■ **Written request A**
In the blog post about the Abdullah peace plan, when is the Arab League summit set to begin?
■ **Written request B**
Rewrite the entries from their first line through the line with "pixel 4 319", swapping "pedestrian" for "passerby" and leaving everything else unchanged.

Arab League

Abdullah’s Chance and His Critics

Posted by Cutler on March 23, 2007
Arab League, Israel, Right Arabists, Right Zionists, Saudi Arabia / No Comments

Saudi King Abdullah is making news with a proposal to revive his 2002 “peace plan” at an Arab League summit set to begin Riyadh on March 28.

In Thomas Friedman’s latest New York Times column, “Abdullah’s Chance,” he wonders aloud whether Saudi Arabia is becoming “the new Egypt.”

Friedman is understandably delighted by the news.  After all, Friedman had a hand in the 2002 peace plan.  At a minimum, he broke the story in his 2002 column, “An Intriguing Signal From the Saudi Crown Prince.”  But, as Friedman immodestly suggested in a radio interview on Tom Ashbrook’s NPR program, “On Point,” he deserves even more credit:

“I’m the guy who, you know, came up with the Abdullah peace plan in an interview with the King of Saudi Arabia” (19:40).

As the initiative comes back into focus, it might be worth situating the place of this scheme within the context of ongoing factional battles in Washington, Saudi Arabia, and Israel.

The Abdullah peace plan is properly understood as a diplomatic centerpiece for an “axis” that includes James Baker’s “Right Arabists” in Washington, the “Faisal” faction in Riyadh, and the center-right Kadima crowd in Tel Aviv.

Likely critics of such a plan might include a “rejectionist” axis, led by Vice President Cheney and his “Right Zionist” allies in Washington, the old “Fahd” faction–including Prince Bandar–in Riyadh, and the Likud party in Tel Aviv.

As Eli Lake reports in the Right Zionist New York Sun, Likudniks are already speaking out:

While that appears to be the view of the Israeli Foreign Ministry, other players within the government have been critical of Mr. Olmert’s seeming embrace of the Saudi initiative. In an interview yesterday with the Arutz Sheva news service, a leading Likud member of the Knesset, Yuval Steinitz, attacked the prime minister. “When you mention the other side’s plan and add ‘all is open for negotiation,’ it means that you are not going to stand firm on defensible borders in the Golan Heights or in Judea and Samaria,” he said.

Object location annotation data

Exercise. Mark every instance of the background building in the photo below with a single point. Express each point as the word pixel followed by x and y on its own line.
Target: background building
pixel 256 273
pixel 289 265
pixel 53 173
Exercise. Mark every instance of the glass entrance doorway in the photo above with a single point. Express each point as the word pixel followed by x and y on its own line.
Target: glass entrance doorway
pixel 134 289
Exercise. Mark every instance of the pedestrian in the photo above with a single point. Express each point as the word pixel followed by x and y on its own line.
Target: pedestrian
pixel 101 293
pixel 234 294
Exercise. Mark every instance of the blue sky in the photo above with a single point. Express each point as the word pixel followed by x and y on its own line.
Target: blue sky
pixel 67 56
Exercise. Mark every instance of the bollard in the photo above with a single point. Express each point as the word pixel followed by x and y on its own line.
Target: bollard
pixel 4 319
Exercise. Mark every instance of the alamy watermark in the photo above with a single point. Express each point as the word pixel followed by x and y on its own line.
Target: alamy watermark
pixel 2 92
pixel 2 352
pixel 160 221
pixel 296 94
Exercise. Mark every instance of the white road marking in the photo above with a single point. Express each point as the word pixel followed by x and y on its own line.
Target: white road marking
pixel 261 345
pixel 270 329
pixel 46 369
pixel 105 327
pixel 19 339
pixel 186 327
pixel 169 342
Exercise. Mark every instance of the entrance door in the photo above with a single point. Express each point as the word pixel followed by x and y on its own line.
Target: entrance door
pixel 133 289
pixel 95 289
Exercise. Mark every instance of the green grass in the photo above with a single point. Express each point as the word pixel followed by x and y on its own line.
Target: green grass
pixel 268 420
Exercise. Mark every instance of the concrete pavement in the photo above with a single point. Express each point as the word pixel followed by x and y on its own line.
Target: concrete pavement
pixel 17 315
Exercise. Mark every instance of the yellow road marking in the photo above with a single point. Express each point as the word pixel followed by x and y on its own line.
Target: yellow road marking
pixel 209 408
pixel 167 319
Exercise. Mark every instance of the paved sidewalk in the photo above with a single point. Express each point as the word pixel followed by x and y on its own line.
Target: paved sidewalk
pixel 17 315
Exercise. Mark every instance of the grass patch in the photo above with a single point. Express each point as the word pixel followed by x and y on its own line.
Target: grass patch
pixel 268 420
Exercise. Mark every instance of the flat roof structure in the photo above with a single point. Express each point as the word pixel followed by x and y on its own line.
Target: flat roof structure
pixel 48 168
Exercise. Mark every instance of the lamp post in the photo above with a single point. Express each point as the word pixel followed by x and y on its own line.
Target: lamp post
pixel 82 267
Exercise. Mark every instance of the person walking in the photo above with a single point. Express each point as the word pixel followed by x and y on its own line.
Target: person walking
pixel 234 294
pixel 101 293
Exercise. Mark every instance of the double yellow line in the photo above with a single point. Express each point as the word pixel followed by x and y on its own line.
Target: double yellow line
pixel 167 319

■ **Problem solution A**
March 28

■ **Problem solution B**
Exercise. Mark every instance of the background building in the photo below with a single point. Express each point as the word pixel followed by x and y on its own line.
Target: background building
pixel 256 273
pixel 289 265
pixel 53 173
Exercise. Mark every instance of the glass entrance doorway in the photo above with a single point. Express each point as the word pixel followed by x and y on its own line.
Target: glass entrance doorway
pixel 134 289
Exercise. Mark every instance of the passerby in the photo above with a single point. Express each point as the word pixel followed by x and y on its own line.
Target: passerby
pixel 101 293
pixel 234 294
Exercise. Mark every instance of the blue sky in the photo above with a single point. Express each point as the word pixel followed by x and y on its own line.
Target: blue sky
pixel 67 56
Exercise. Mark every instance of the bollard in the photo above with a single point. Express each point as the word pixel followed by x and y on its own line.
Target: bollard
pixel 4 319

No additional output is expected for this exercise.